■ **Selection**
So, 74 shows seen outside the Minnesota Fringe Festival, 56 shows seen inside the Fringe, 6 play readings, 4 improv events (pitiful tally there), and 6 other random theater events like Theatre Unbound’s 24:00:00 Extreme Theater Smackdown, Fringe previews and the like. Roughly a third of the evenings of my year spent in the dark watching someone tell me a story with live performers of one sort or another. (So, my thanks to the following for engaging my brain: Arena Dances, Denzel Belin, Blue Water Theatre, Fearless Comedy, Four Humors, Freshwater Theatre, Gadfly Theater, History Theater, Live Action Set, Loudmouth Collective, Main Street School of Performing Arts, Mission Theatre, Mixed Blood, Nautilus Music Theater, Off Leash Area, Open Window, Park Square, Recovery Party, Sandbox Theatre, Savage Umbrella, Sheep Theater, Swandive Theatre, Theatre Coup d’Etat, Theatre Forever, Theater Latte Da, Theatre Novi Most, Theatre Pro Rata, 20% Theater Company and Workhaus Collective - but you’re not on the list this time around.)
It’s more like a Top 9 to 15 list, nine groups, 15 presentations that grabbed me:
1 - Jungle Theater - The Oldest Boy - Sara Ruhl makes everything okay (review)
2 - Walking Shadow - The Christians - Pardon me, I know it’s church but… damn (review)
3 - 7th House Theater - The Passage, or What Comes of Searching In The Dark - Makes me happy/sad as an audience member and artist (review)

■ **Dataset content**
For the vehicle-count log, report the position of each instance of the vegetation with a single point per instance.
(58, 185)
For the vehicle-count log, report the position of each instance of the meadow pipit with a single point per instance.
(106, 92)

■ **Given problem 1**
How many shows inside the Minnesota Fringe Festival does the theater roundup say were seen?
■ **Given problem 2**
Can you update the part of the theater roundup that opens with the words containing "2 - Walking" and closes with "and artist (review)", putting "chapel" in place of "church"?
The data stand apart from the theater roundup.

■ **Complete output 1**
56

■ **Complete output 2**
2 - Walking Shadow - The Christians - Pardon me, I know it’s chapel but… damn (review)
3 - 7th House Theater - The Passage, or What Comes of Searching In The Dark - Makes me happy/sad as an audience member and artist (review)